_EXERCISE GOAL_.
Rewrite the lines of the records from the one holding "Mark the construction" through the end of the records, inclusive, and return only those lines. Multiply every coordinate in the answers by 2.1 and round to whole numbers, halves up, keeping all other lines as they are.

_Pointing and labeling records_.
++++++++++

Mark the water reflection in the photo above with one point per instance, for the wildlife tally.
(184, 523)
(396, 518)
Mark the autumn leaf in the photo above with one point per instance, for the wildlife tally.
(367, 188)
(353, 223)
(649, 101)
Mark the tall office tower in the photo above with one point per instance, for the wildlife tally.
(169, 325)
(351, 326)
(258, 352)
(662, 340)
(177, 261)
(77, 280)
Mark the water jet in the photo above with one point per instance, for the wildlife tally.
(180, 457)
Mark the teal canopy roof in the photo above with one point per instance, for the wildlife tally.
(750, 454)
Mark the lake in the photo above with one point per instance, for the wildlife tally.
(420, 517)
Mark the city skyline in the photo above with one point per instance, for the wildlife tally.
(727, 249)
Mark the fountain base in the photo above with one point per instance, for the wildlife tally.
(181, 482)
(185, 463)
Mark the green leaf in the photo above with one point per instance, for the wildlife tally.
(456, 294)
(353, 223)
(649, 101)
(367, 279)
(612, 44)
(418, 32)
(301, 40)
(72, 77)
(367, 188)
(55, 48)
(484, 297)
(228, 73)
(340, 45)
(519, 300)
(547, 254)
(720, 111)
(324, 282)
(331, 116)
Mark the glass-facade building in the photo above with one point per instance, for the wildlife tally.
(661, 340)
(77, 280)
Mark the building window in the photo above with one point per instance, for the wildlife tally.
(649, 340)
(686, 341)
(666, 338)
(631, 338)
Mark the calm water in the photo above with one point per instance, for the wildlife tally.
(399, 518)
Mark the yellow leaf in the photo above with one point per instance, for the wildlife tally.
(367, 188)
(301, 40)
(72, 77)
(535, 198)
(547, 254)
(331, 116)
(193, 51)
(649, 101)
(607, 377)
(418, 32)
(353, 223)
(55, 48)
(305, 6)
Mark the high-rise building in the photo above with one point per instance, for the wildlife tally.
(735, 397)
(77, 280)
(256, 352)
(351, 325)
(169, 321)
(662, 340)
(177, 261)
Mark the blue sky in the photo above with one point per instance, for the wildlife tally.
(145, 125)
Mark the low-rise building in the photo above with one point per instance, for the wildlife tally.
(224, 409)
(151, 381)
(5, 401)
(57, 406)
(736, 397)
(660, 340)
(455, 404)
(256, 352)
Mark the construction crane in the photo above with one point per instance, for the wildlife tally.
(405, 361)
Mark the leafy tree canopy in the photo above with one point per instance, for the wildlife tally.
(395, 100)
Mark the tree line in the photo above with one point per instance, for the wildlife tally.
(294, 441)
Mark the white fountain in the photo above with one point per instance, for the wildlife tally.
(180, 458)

++++++++++

_COMPLETE ANSWER_.
Mark the construction crane in the photo above with one point per instance, for the wildlife tally.
(851, 758)
Mark the leafy tree canopy in the photo above with one point per instance, for the wildlife tally.
(830, 210)
Mark the tree line in the photo above with one point per instance, for the wildlife tally.
(617, 926)
Mark the white fountain in the photo above with one point per instance, for the wildlife tally.
(378, 962)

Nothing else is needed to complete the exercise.